[RECORDS FOR THE EXERCISE start]

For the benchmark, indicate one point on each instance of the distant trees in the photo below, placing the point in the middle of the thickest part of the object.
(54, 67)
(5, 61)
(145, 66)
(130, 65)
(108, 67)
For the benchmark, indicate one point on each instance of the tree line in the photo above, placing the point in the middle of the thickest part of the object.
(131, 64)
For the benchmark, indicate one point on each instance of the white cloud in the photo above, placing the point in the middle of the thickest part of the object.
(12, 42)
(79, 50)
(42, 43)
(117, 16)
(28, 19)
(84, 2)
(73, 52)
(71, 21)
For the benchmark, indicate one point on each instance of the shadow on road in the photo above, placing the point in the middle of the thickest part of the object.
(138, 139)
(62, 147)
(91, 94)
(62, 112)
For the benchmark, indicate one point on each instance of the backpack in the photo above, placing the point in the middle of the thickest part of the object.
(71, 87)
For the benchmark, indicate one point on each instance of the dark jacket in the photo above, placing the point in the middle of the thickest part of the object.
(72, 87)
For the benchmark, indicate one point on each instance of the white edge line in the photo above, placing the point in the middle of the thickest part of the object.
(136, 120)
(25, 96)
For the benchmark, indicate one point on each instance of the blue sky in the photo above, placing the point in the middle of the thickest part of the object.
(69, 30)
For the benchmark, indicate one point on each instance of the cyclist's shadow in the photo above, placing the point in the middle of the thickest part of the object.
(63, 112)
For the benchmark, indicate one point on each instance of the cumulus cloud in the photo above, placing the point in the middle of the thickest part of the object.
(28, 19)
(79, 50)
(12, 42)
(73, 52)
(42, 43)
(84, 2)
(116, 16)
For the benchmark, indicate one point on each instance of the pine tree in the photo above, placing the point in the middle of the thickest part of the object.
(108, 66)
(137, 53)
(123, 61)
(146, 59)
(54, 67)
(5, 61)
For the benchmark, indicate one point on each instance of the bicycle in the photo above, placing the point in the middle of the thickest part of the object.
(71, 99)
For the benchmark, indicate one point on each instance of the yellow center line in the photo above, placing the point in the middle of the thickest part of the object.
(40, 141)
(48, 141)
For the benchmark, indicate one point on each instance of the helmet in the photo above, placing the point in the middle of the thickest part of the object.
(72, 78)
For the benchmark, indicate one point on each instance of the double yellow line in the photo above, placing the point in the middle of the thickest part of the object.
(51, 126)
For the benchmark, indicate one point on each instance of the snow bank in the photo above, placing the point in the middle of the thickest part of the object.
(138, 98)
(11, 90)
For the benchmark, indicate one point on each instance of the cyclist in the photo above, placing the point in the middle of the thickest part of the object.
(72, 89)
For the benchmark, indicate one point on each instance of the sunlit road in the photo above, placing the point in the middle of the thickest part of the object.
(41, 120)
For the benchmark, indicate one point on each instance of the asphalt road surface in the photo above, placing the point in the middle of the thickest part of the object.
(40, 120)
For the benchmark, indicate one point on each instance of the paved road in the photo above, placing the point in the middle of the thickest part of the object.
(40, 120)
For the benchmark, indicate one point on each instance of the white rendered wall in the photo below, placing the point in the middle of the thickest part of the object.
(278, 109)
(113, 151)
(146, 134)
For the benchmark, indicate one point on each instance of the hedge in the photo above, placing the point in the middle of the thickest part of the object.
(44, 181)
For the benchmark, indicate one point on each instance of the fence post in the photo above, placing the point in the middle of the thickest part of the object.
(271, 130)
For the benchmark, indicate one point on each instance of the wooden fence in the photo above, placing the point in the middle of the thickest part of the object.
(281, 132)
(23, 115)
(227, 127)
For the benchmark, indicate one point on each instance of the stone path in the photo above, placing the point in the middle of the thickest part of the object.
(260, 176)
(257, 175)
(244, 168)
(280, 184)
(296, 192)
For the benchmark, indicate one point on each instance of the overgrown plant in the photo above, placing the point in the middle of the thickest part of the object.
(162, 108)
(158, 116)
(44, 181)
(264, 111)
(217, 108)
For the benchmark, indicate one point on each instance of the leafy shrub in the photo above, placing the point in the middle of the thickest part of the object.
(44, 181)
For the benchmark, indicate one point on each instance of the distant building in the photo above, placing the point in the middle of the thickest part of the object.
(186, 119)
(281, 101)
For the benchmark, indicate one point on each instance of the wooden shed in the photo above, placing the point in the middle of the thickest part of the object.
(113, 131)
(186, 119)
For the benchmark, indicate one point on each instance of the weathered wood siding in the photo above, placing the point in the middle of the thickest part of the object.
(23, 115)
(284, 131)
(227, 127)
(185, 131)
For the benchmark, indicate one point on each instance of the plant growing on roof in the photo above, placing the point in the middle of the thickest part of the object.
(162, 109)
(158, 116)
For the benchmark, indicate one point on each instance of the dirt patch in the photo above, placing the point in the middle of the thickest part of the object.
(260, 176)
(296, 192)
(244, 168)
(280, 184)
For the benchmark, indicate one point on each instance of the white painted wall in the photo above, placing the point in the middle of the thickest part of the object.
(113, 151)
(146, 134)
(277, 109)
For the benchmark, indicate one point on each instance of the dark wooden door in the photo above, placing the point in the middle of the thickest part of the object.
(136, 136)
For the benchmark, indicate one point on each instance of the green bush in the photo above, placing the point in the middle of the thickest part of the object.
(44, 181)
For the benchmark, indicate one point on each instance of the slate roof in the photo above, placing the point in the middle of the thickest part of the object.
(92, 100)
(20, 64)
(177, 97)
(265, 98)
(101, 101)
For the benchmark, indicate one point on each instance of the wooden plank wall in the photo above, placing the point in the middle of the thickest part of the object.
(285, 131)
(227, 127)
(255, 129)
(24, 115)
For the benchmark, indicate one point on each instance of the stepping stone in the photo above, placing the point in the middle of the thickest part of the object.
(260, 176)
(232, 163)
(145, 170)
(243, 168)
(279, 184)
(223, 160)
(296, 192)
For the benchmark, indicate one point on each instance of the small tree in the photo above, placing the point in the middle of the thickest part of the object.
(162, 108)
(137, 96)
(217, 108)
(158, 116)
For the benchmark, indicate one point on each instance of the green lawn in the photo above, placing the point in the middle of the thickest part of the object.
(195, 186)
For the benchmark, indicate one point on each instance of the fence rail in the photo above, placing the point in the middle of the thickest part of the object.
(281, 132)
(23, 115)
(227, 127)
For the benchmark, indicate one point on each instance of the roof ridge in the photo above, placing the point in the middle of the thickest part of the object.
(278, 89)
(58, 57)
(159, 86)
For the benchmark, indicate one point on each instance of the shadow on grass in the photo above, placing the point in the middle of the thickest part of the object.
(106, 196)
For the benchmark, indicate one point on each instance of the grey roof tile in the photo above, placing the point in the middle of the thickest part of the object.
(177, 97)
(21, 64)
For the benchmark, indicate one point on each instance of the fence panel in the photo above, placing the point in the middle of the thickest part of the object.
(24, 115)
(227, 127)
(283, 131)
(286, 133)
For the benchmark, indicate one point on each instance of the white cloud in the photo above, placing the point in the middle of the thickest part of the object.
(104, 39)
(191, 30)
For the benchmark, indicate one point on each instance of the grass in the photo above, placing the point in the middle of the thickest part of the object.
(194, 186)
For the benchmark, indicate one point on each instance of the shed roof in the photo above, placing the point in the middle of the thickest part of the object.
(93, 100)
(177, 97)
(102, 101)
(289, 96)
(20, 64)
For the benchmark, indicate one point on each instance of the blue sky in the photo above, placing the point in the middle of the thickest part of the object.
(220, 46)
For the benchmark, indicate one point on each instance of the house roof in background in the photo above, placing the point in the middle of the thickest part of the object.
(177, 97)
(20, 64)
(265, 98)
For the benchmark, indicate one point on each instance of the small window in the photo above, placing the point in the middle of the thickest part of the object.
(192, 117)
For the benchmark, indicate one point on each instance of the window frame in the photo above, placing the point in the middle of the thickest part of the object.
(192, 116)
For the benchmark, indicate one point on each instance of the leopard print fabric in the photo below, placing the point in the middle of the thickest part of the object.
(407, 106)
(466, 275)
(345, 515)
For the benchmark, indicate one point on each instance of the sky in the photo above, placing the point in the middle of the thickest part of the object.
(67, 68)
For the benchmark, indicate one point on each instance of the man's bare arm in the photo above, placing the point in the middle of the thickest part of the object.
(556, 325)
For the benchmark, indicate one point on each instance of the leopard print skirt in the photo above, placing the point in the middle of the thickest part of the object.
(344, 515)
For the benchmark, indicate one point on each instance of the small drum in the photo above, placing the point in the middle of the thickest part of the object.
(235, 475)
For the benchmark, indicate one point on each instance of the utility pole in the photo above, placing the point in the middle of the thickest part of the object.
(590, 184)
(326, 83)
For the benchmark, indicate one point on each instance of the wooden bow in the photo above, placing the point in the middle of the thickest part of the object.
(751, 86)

[RECORDS FOR THE EXERCISE end]

- PROBLEM TO WORK ON
Exact repetition is required for the lines from the one that contains "instance of the sky" through the final line; leave out everything else.

- OUTPUT FOR THIS EXERCISE
For the benchmark, indicate one point on each instance of the sky in the photo above, placing the point in the middle of the thickest part of the object.
(67, 68)
For the benchmark, indicate one point on each instance of the man's bare arm in the photo above, placing the point in the middle of the thickest part of the object.
(556, 325)
For the benchmark, indicate one point on each instance of the leopard print skirt in the photo above, placing the point in the middle of the thickest part of the object.
(344, 515)
For the benchmark, indicate one point on each instance of the small drum in the photo above, placing the point in the middle of the thickest part of the object.
(235, 475)
For the benchmark, indicate one point on each instance of the utility pole in the photo above, placing the point in the middle of the thickest part of the object.
(590, 184)
(326, 83)
For the benchmark, indicate one point on each instance of the wooden bow in the photo above, placing the point in the middle of the thickest part of the object.
(751, 86)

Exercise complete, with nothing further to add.